» DOCUMENT TEXT
Acked-by: Kirill A. Shutemov <kirill.shutemov@linux.intel.com>
John Hubbard June 15, 2021, 12:38 a.m. UTC | #6
On 6/13/21 9:47 PM, Jann Horn wrote:
...
>> The VM_WARN_ON_ONCE_PAGE() is not implemented exactly right
>> in the !CONFIG_DEBUG_VM case. IMHO it should follow the WARN*()
>> behavior, and return the original condition and keep going
>> in that case.
> 
> But the point of the existing definition is that the compiler can
> avoid generating code for the condition in !DEBUG_VM builds, even if
> it can't prove that the condition is free of side effects, right? If
> VM_WARN_ON_ONCE_PAGE() was changed as you propose, then I think that
> in mem_cgroup_page_lruvec(), the compiler would have to generate code
> for mem_cgroup_disabled(), which calls static_branch_likely(), which
> ends up in "asm volatile" statements; so the compiler probably won't
> be able to eliminate the condition.

» DATASET
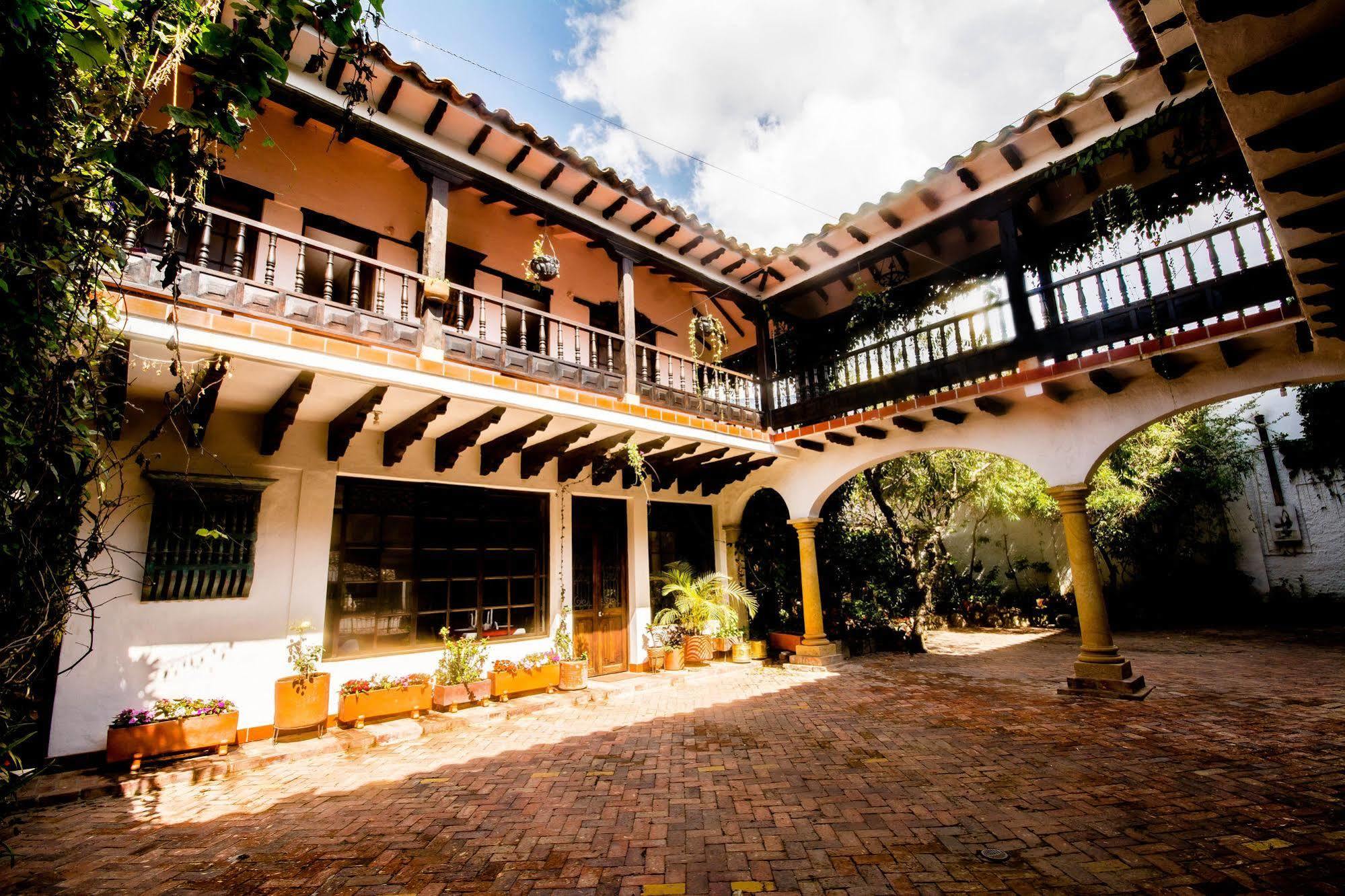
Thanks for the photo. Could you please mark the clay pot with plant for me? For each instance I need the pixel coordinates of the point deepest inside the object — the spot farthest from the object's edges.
(573, 669)
(460, 676)
(303, 699)
(701, 605)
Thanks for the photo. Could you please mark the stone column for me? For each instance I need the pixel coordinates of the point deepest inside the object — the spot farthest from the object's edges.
(815, 649)
(1099, 669)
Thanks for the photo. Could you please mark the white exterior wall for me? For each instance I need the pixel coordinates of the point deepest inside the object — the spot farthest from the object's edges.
(235, 648)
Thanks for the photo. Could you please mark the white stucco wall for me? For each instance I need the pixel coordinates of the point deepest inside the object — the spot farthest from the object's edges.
(235, 648)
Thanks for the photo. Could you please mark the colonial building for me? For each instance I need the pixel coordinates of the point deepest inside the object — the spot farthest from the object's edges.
(398, 433)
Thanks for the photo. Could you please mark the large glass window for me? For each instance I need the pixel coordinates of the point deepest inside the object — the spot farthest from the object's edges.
(408, 559)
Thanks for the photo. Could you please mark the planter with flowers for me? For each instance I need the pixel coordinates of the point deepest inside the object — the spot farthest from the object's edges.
(573, 673)
(460, 677)
(701, 605)
(171, 727)
(382, 696)
(536, 672)
(303, 699)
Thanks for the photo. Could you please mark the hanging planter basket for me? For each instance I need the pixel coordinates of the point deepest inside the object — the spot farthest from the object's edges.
(544, 266)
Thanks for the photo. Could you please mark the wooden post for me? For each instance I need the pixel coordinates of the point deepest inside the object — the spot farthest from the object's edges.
(626, 317)
(1025, 333)
(432, 266)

» OBJECTIVE 1
State whether each statement agrees with the mailing-list excerpt about VM_WARN_ON_ONCE_PAGE(), answering yes or no and quoting the words of the excerpt that decide it.
(a) The macro is described as not implemented exactly right in the !CONFIG_DEBUG_VM case.
(b) mem_cgroup_disabled() calls static_branch_likely().
(c) The compiler is said to be certainly able to eliminate the condition.
» OBJECTIVE 2
Answer these questions from the mailing-list excerpt about VM_WARN_ON_ONCE_PAGE():
(a) Whose name appears in the Acked-by line?
(b) On what date was John Hubbard's message posted?
(c) In which function would the compiler have to generate code for mem_cgroup_disabled()?
» OBJECTIVE 3
Extend the mailing-list excerpt about VM_WARN_ON_ONCE_PAGE() past its final sentence.
The data above is material separate from the mailing-list excerpt.

» RESPONSE 1
(a) Yes: "is not implemented exactly right"
(b) Yes: "mem_cgroup_disabled(), which calls static_branch_likely()"
(c) No: "so the compiler probably won't"

» RESPONSE 2
(a) Kirill A. Shutemov
(b) June 15, 2021
(c) mem_cgroup_page_lruvec()

» RESPONSE 3
> 
>> Then you could use it directly here.
> 
> Depending on whether the intended behavior here is to skip the check
> in !DEBUG_VM builds (which was the case before) or also perform the
> check in DEBUG_VM builds. And if DEBUG_VM is a config option because
> it might have some performance impact, isn't the cost of the check
> probably quite large compared to the cost of printing the warning on a
> codpath that should never execute?
> 

That's true for these VM_WARN*() macros, but not true for the more widely
used WARN*() macros. And I was hoping to bring VM macros closer to the
WARN macros. But as you point out, pre-existing callers expect to have
zero impact in !DEBUG_VM builds, and so some caution is required.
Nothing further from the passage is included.